Source information =>
⟨
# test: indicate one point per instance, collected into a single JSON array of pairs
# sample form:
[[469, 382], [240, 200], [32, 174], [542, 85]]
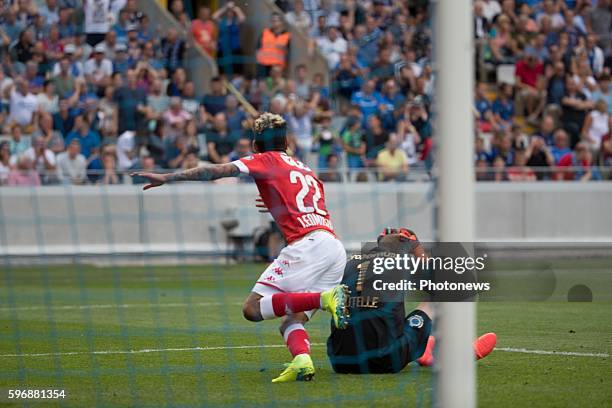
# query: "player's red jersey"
[[290, 191]]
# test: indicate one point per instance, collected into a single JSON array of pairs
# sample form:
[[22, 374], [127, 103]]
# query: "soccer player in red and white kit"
[[306, 274]]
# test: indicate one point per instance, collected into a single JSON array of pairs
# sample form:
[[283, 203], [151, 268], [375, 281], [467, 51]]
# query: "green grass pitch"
[[85, 320]]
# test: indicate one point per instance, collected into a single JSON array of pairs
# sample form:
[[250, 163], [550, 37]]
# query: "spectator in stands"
[[98, 69], [391, 162], [300, 129], [204, 31], [229, 18], [173, 50], [332, 46], [5, 165], [596, 126], [97, 21], [147, 163], [529, 75], [368, 99], [42, 159], [23, 173], [539, 157], [298, 17], [18, 144], [519, 170], [503, 107], [235, 115], [109, 176], [53, 139], [23, 105], [327, 139], [273, 46], [578, 165], [71, 164], [376, 138], [574, 109], [561, 145], [131, 104], [330, 172], [89, 140], [220, 141], [214, 102]]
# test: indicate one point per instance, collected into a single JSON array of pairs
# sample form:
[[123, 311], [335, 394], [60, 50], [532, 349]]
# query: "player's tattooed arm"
⟩
What is needed =>
Give the listing again, exactly as it appears, but without its images.

Response to this task =>
# test: indicate one point per instance, collected into a single JSON array of pairs
# sample form:
[[469, 382], [240, 200], [32, 174], [542, 85]]
# query: "player's red jersey"
[[290, 191]]
# test: indicate one point per instance, collected into a single JSON array of pairs
# sample form:
[[22, 374], [127, 103]]
# query: "soccer player in red and white kit"
[[306, 274]]
# test: indicate one point per instance, collected into a single JSON array of pairs
# sample form:
[[283, 203], [151, 268], [375, 281], [467, 51]]
# query: "green grass pitch"
[[85, 320]]
# test: indicate one point per instance, collected into a single JSON array of pairs
# sample form:
[[250, 163], [550, 37]]
# query: "spectator in stands"
[[98, 69], [391, 162], [300, 129], [204, 31], [229, 18], [173, 50], [332, 46], [5, 165], [596, 126], [97, 21], [147, 163], [529, 75], [368, 99], [42, 159], [23, 173], [539, 157], [298, 17], [18, 144], [519, 170], [503, 107], [235, 115], [109, 176], [53, 139], [23, 105], [327, 139], [273, 46], [578, 165], [71, 164], [376, 138], [574, 109], [561, 145], [131, 104], [330, 172], [89, 140], [220, 141], [214, 102]]
# test: indicate one point per instance, collected into a single JSON array of pairs
# sample form:
[[123, 311], [335, 394], [60, 50], [532, 349]]
# query: "player's tattooed arm"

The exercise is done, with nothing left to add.